----- Zitierter Text -----
Alle Jahre wieder sucht sich das Magazin der Süddeutschen Zeitung vier Schriftsteller*innen zusammen und läßt von denen zu einem vorgegebenen Thema je eine exklusive Kurzgeschichte schreiben. Manche unter uns (fragt Oma, Kinder) können sich wahrscheinlich noch an die Vergänger-Tradition mit der blau-roten Luftmatratze erinnern. Erwähne ich aber nur der Vollständigkeit halber und ist im weiteren gar nicht wichtig. Ich lese die Geschichten natürlich alljährlich, mit an sich immer dem selben Ergebnis. Manche sind gut, manche nicht schlecht, manche sprechen nicht zu mir, andere schon. Muss man nicht lange drüber reden.
Dieses Mal ist das anders, Cemile Sahins Erzählung, eine Fortschreibung von Süßkinds “Parfum”, hat mich umgehauen. Ich wüßte nicht mal, wie ich ihren Stil nennen sollte, er hat einen ganz eigenen Beat, macht was mit dem Herzschlag der Lesenden – vielleicht am ehesten vergleichbar mit einem Musikvideo, Rap oder Hip Hop oder einer Weiterentwicklung dieser Gattungen. Groß-ar-tig!
Deswegen die dringende Empfehlung: Lesen! Lesen! Lesen! (Link unten.)
“Mach ich 69”
----- Aufgeführte Datensätze -----
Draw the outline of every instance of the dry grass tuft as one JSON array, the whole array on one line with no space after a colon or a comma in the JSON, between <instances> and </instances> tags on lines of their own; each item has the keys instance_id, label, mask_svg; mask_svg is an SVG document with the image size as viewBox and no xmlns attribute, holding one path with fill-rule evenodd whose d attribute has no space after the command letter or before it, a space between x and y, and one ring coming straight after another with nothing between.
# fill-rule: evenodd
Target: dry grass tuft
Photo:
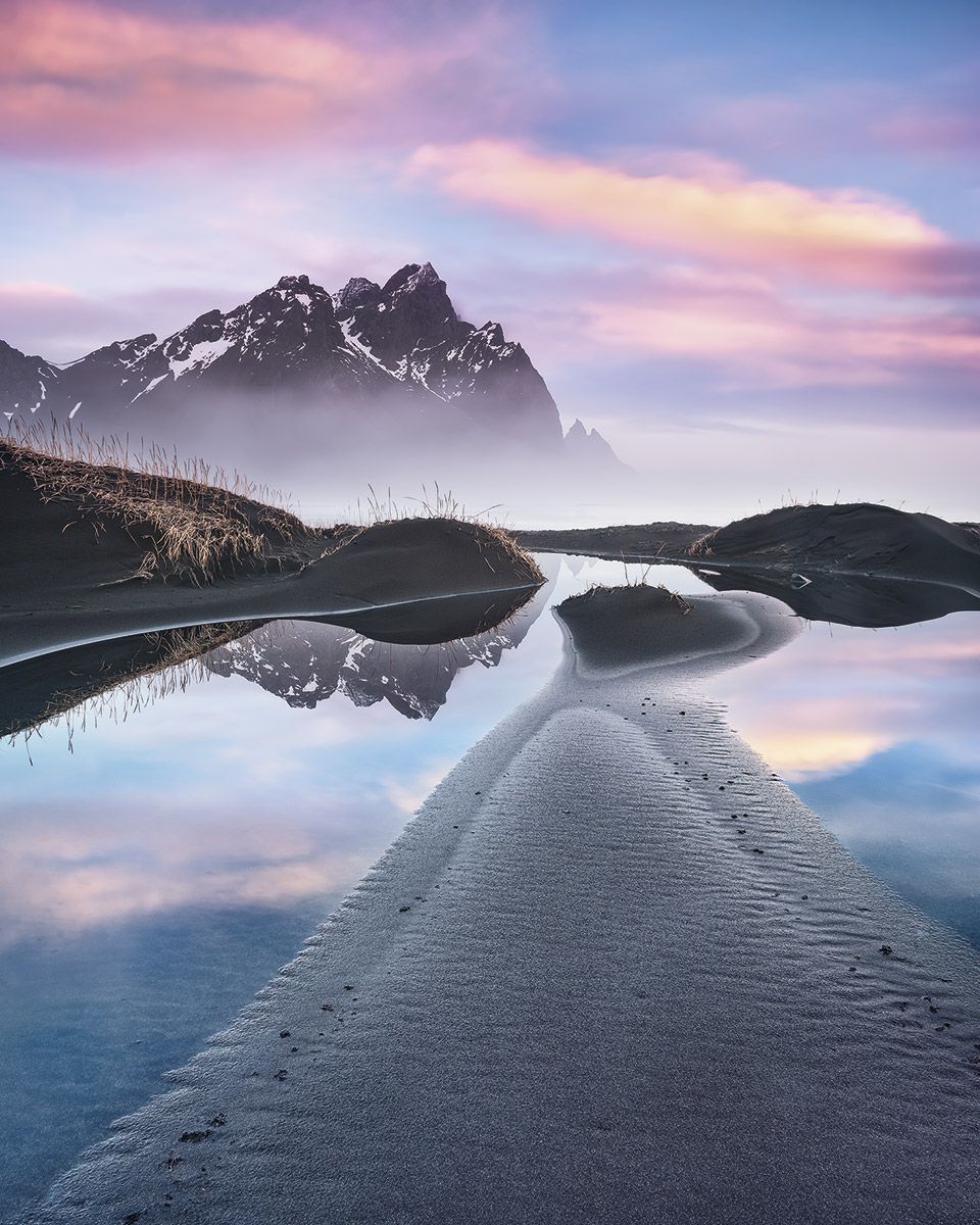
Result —
<instances>
[{"instance_id":1,"label":"dry grass tuft","mask_svg":"<svg viewBox=\"0 0 980 1225\"><path fill-rule=\"evenodd\" d=\"M0 467L23 472L44 501L67 502L99 526L121 526L146 554L131 578L203 584L289 556L309 534L272 491L152 443L93 442L70 425L37 425L0 441ZM282 501L282 499L279 499Z\"/></svg>"},{"instance_id":2,"label":"dry grass tuft","mask_svg":"<svg viewBox=\"0 0 980 1225\"><path fill-rule=\"evenodd\" d=\"M138 714L160 698L209 680L211 652L261 625L261 621L223 621L141 635L151 649L159 652L153 663L135 666L127 675L89 677L74 688L56 693L37 718L12 726L5 739L9 744L22 740L29 756L31 740L39 736L43 728L64 726L71 752L76 731L83 733L107 718L113 723L125 723L131 714Z\"/></svg>"}]
</instances>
-----
▸ **Arbeitsauftrag 1**
Beantworte anhand des zitierten Textes diese Fragen:
(a) Wie viele Schriftsteller*innen sucht sich das Magazin der Süddeutschen Zeitung jedes Jahr zusammen?
(b) Von welchem Werk ist Cemile Sahins Erzählung eine Fortschreibung?
(c) Welche Farben hatte die Luftmatratze der Vergänger-Tradition?
▸ **Arbeitsauftrag 2**
Gib den zitierten Text zwischen „Dieses Mal ist“ und „dieser Gattungen. Groß-ar-tig!“, beide Stellen eingeschlossen, wortgetreu wieder.
Die Datensätze spielen hierfür keine Rolle.

▸ **Schriftliche Lösung 1**
(a) Vier Schriftsteller*innen.
(b) Von Süßkinds „Parfum“.
(c) Blau und rot.

▸ **Schriftliche Lösung 2**
Dieses Mal ist das anders, Cemile Sahins Erzählung, eine Fortschreibung von Süßkinds “Parfum”, hat mich umgehauen. Ich wüßte nicht mal, wie ich ihren Stil nennen sollte, er hat einen ganz eigenen Beat, macht was mit dem Herzschlag der Lesenden – vielleicht am ehesten vergleichbar mit einem Musikvideo, Rap oder Hip Hop oder einer Weiterentwicklung dieser Gattungen. Groß-ar-tig!